| Exercise aim |
Turn the listing below into a numbered list, one line per item and no blank lines.

════════════════════

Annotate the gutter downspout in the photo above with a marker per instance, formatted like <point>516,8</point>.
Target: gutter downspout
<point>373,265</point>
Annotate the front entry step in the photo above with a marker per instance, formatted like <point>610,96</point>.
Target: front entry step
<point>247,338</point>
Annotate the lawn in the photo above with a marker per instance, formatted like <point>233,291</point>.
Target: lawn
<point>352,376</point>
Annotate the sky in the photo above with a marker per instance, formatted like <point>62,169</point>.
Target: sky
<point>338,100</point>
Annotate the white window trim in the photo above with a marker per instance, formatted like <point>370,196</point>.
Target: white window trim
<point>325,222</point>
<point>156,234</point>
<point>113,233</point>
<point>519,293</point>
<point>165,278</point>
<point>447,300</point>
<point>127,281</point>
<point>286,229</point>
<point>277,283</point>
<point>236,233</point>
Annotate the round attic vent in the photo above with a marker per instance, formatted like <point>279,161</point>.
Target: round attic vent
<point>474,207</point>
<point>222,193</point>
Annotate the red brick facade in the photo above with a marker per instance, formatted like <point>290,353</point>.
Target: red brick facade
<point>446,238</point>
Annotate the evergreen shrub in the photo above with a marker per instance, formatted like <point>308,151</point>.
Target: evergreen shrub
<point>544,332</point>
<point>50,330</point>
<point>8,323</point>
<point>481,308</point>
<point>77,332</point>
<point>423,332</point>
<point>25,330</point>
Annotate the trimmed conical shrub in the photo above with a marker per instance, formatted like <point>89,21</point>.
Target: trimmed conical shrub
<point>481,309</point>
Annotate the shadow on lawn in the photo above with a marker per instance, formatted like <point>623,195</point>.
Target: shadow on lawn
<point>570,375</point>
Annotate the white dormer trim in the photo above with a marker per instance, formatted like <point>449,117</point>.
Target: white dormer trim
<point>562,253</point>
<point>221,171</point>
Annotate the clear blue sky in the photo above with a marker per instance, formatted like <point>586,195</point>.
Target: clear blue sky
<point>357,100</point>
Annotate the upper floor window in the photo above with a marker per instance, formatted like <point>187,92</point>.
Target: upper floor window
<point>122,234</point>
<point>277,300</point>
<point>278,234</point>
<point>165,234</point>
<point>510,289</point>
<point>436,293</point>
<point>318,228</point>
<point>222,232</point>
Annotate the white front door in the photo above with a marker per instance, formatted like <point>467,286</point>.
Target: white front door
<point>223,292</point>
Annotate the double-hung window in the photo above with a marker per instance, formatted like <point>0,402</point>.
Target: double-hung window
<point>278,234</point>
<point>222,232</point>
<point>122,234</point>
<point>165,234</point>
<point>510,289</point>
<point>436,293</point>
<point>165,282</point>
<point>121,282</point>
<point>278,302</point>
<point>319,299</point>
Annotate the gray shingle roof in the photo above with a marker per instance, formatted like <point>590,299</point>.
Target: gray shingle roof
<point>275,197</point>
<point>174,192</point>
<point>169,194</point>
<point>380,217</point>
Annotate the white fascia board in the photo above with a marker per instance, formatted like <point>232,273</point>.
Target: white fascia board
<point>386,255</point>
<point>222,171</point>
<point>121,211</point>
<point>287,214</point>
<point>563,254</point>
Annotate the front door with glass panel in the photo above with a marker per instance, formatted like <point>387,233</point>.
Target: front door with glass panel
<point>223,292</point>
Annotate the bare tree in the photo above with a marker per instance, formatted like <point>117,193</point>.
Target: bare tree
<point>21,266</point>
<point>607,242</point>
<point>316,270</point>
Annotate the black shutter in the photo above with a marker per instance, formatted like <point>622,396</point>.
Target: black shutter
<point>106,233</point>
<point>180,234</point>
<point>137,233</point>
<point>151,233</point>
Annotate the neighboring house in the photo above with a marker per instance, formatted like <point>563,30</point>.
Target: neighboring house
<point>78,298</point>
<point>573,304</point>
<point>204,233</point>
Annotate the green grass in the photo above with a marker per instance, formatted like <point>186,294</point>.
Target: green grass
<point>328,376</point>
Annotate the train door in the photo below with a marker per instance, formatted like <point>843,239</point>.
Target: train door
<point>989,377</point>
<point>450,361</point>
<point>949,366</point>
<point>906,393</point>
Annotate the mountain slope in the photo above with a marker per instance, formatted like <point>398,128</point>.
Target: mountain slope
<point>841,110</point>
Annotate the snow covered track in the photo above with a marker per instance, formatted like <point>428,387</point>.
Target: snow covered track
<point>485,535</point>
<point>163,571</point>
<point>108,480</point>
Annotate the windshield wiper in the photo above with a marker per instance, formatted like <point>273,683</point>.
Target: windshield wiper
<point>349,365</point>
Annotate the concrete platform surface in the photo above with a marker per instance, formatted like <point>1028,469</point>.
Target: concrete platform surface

════════════════════

| Output |
1. Annotate the gutter downspout in the photo above with a marker per instance, formatted like <point>516,8</point>.
2. Target: gutter downspout
3. <point>373,265</point>
4. Annotate the front entry step in the photo above with a marker per instance, formatted like <point>610,96</point>.
5. Target: front entry step
6. <point>247,338</point>
7. Annotate the lawn in the photo above with a marker per instance, formatted like <point>233,291</point>.
8. Target: lawn
9. <point>352,376</point>
10. Annotate the sky in the photo above with a marker per instance, formatted like <point>62,169</point>.
11. Target: sky
12. <point>338,100</point>
13. Annotate the white window trim in the photo above with a marker per instance, formatted like <point>370,196</point>.
14. Target: white window trim
15. <point>325,222</point>
16. <point>156,234</point>
17. <point>113,233</point>
18. <point>519,293</point>
19. <point>165,278</point>
20. <point>447,300</point>
21. <point>127,281</point>
22. <point>286,229</point>
23. <point>277,283</point>
24. <point>236,233</point>
25. Annotate the round attic vent in the photo above with a marker per instance, formatted like <point>279,161</point>.
26. Target: round attic vent
27. <point>474,207</point>
28. <point>222,193</point>
29. Annotate the red brick facade in the photo above with a marker per instance, formatted like <point>290,353</point>.
30. Target: red brick facade
31. <point>446,238</point>
32. Annotate the evergreen shrub in the photo above with a marker per instance, formatted like <point>308,151</point>.
33. Target: evergreen shrub
34. <point>544,332</point>
35. <point>50,330</point>
36. <point>8,323</point>
37. <point>481,308</point>
38. <point>77,332</point>
39. <point>423,332</point>
40. <point>25,330</point>
41. Annotate the trimmed conical shrub in the photo above with a marker per instance, formatted like <point>89,21</point>.
42. Target: trimmed conical shrub
43. <point>481,309</point>
44. Annotate the shadow on lawn in the photo above with a marker per instance, formatted like <point>623,195</point>.
45. Target: shadow on lawn
46. <point>570,375</point>
47. Annotate the white dormer trim in the photo above with a marker per instance, formatted like <point>449,117</point>.
48. Target: white dormer trim
49. <point>562,253</point>
50. <point>221,171</point>
51. Annotate the clear blue sky in the photo above with a marker per instance, formatted like <point>586,195</point>.
52. Target: clear blue sky
53. <point>357,100</point>
54. Annotate the upper floor window in the photo above with a marker per instance, formatted like <point>187,92</point>.
55. Target: upper floor window
56. <point>122,234</point>
57. <point>277,300</point>
58. <point>278,234</point>
59. <point>165,234</point>
60. <point>510,289</point>
61. <point>436,293</point>
62. <point>318,228</point>
63. <point>222,232</point>
64. Annotate the white front door in the photo above with a marker per instance, formatted like <point>467,286</point>.
65. Target: white front door
66. <point>223,292</point>
67. Annotate the double-hung window in the photo above with a marker per instance, formatted like <point>0,402</point>.
68. Target: double-hung window
69. <point>278,234</point>
70. <point>222,232</point>
71. <point>122,234</point>
72. <point>165,234</point>
73. <point>510,289</point>
74. <point>436,293</point>
75. <point>165,282</point>
76. <point>121,282</point>
77. <point>278,302</point>
78. <point>319,299</point>
79. Annotate the gray shingle roof in the photo above with a marker per instance, formatted like <point>590,299</point>.
80. Target: gray shingle roof
81. <point>275,197</point>
82. <point>174,192</point>
83. <point>169,194</point>
84. <point>380,217</point>
85. Annotate the white fascia board in the photo above with a marker per instance, formatted like <point>232,273</point>.
86. Target: white fascia board
87. <point>386,255</point>
88. <point>222,171</point>
89. <point>121,211</point>
90. <point>287,214</point>
91. <point>563,254</point>
92. Annotate the front door with glass panel in the photo above with a marker per instance, formatted like <point>387,233</point>.
93. Target: front door with glass panel
94. <point>223,292</point>
95. Annotate the bare tree in the photo above with a marker per instance, formatted like <point>117,193</point>.
96. Target: bare tree
97. <point>21,266</point>
98. <point>607,242</point>
99. <point>316,270</point>
100. Annotate the black shutter in the photo above with a marker per instance, formatted like <point>622,396</point>.
101. Target: black shutter
102. <point>106,233</point>
103. <point>180,234</point>
104. <point>137,233</point>
105. <point>151,233</point>
106. Annotate the neighboring house in the photo above with a marker per instance, formatted like <point>563,30</point>.
107. Target: neighboring house
108. <point>78,298</point>
109. <point>573,304</point>
110. <point>204,233</point>
111. Annotate the green grass in the photo above with a marker per instance, formatted like <point>186,294</point>.
112. Target: green grass
113. <point>328,376</point>
114. Annotate the train door in the photo below with a marker per instance, formatted like <point>843,239</point>.
115. Target: train door
116. <point>989,377</point>
117. <point>450,361</point>
118. <point>949,366</point>
119. <point>906,393</point>
120. Annotate the mountain slope in the photo above with a marker per instance, formatted like <point>398,128</point>.
121. Target: mountain slope
122. <point>841,110</point>
123. Annotate the snow covered track in the photo above with a marker per instance, formatted like <point>428,387</point>.
124. Target: snow covered track
125. <point>485,535</point>
126. <point>163,571</point>
127. <point>108,480</point>
128. Annotate the windshield wiper in the photo above with a marker per instance, formatted like <point>273,683</point>.
129. Target: windshield wiper
130. <point>349,365</point>
131. Annotate the concrete platform surface in the photo above with a marker per instance, formatted like <point>1028,469</point>.
132. Target: concrete platform surface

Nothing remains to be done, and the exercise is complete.